### TASKS TO COMPLETE
1 > According to the passage on the future of healthcare, why will at least some forms of healthcare increasingly happen on demand, whenever and wherever the patient needs it? Answer in one to three sentences.
2 > Transcribe the passage on the future of healthcare word for word, between "The changes will" and "patient is located.", inclusive.

### TEXT EXCERPT
•••

The changes will likely also mean there will be a shift in who is defined as a “provider.” As technologies evolve to enable increasing degrees of support for consumers and their families, formal and informal out-of-hospital caregivers will assume greater importance in providing solutions. The solutions themselves will increasingly be tailored to both patients and their caregivers.
Finally, where healthcare happens likely will undergo the most significant change. While important aspects of healthcare will still be provided in the institutional setting, considerably more care will be provided in the ambulatory, community, and home settings. In addition, with the coming advances in 5G broadband and its widespread availability, at least some forms of healthcare will increasingly happen on demand, day or night, whenever the patient wants or needs it, wherever the patient is located.
Of course, there are many barriers to achieving this vision. However, we believe that the cat is already out of the proverbial bag. Already, we are well on our way to a transformation that, in whole or in part, will reflect the vision we describe.

•••

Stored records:
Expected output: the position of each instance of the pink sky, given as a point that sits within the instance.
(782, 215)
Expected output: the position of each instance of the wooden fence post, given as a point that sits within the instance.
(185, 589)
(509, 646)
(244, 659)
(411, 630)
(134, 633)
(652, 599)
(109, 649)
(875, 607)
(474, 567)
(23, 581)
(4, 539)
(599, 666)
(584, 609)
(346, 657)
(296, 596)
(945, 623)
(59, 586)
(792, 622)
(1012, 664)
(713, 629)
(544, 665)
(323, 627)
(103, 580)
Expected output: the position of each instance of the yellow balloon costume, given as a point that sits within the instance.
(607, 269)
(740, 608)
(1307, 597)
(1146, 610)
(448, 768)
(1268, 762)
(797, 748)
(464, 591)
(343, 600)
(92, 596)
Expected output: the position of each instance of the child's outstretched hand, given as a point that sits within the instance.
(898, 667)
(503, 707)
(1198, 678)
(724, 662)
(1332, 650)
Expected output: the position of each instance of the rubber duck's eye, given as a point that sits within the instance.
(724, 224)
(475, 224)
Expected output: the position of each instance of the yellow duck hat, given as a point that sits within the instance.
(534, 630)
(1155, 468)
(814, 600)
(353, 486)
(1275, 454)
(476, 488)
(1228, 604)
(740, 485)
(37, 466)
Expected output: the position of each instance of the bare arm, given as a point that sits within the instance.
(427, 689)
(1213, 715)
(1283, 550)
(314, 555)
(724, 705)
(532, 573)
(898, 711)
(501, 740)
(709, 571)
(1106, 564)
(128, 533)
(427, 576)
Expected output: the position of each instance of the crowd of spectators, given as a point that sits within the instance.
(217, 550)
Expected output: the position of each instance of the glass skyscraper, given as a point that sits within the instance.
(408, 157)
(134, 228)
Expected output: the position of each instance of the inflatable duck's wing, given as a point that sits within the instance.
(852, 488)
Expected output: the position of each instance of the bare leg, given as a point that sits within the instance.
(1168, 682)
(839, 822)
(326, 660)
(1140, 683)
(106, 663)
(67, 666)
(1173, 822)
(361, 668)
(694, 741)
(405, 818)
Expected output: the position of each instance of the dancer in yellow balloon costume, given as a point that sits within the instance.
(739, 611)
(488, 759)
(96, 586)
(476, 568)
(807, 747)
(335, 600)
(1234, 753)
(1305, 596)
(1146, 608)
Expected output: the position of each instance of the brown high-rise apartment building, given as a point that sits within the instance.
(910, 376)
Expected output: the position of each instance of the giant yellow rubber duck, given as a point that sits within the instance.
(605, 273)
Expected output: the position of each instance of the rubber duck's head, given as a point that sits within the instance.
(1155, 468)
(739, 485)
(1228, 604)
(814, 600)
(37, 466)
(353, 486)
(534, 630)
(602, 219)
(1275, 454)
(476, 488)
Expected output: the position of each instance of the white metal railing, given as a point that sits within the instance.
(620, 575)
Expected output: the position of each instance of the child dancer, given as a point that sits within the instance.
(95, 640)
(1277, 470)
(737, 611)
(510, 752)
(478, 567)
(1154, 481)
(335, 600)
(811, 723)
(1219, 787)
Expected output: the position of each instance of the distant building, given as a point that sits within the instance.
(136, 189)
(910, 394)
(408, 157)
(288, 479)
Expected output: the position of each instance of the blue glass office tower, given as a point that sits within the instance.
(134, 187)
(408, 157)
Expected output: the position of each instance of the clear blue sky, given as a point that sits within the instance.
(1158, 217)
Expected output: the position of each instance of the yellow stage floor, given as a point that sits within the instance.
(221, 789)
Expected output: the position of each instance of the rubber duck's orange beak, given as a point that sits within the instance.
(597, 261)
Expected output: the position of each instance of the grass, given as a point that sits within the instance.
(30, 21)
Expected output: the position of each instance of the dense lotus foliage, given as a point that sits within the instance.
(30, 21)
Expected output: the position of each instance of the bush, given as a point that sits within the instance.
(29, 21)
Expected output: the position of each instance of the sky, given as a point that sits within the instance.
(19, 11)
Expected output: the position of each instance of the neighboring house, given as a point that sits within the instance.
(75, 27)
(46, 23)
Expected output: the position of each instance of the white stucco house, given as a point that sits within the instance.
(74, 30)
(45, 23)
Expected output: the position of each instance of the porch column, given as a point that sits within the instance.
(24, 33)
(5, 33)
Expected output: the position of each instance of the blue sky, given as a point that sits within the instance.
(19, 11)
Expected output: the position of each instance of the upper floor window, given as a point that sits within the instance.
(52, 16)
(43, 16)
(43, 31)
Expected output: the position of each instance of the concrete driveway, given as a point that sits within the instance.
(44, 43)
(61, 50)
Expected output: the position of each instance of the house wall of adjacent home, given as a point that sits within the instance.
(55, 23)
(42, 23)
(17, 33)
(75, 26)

•••

### ACTIVITY ANSWERS
1 > The passage gives the reason as the coming advances in 5G broadband and its widespread availability. These will allow some care to happen day or night, wherever the patient is located.

2 >
The changes will likely also mean there will be a shift in who is defined as a “provider.” As technologies evolve to enable increasing degrees of support for consumers and their families, formal and informal out-of-hospital caregivers will assume greater importance in providing solutions. The solutions themselves will increasingly be tailored to both patients and their caregivers.
Finally, where healthcare happens likely will undergo the most significant change. While important aspects of healthcare will still be provided in the institutional setting, considerably more care will be provided in the ambulatory, community, and home settings. In addition, with the coming advances in 5G broadband and its widespread availability, at least some forms of healthcare will increasingly happen on demand, day or night, whenever the patient wants or needs it, wherever the patient is located.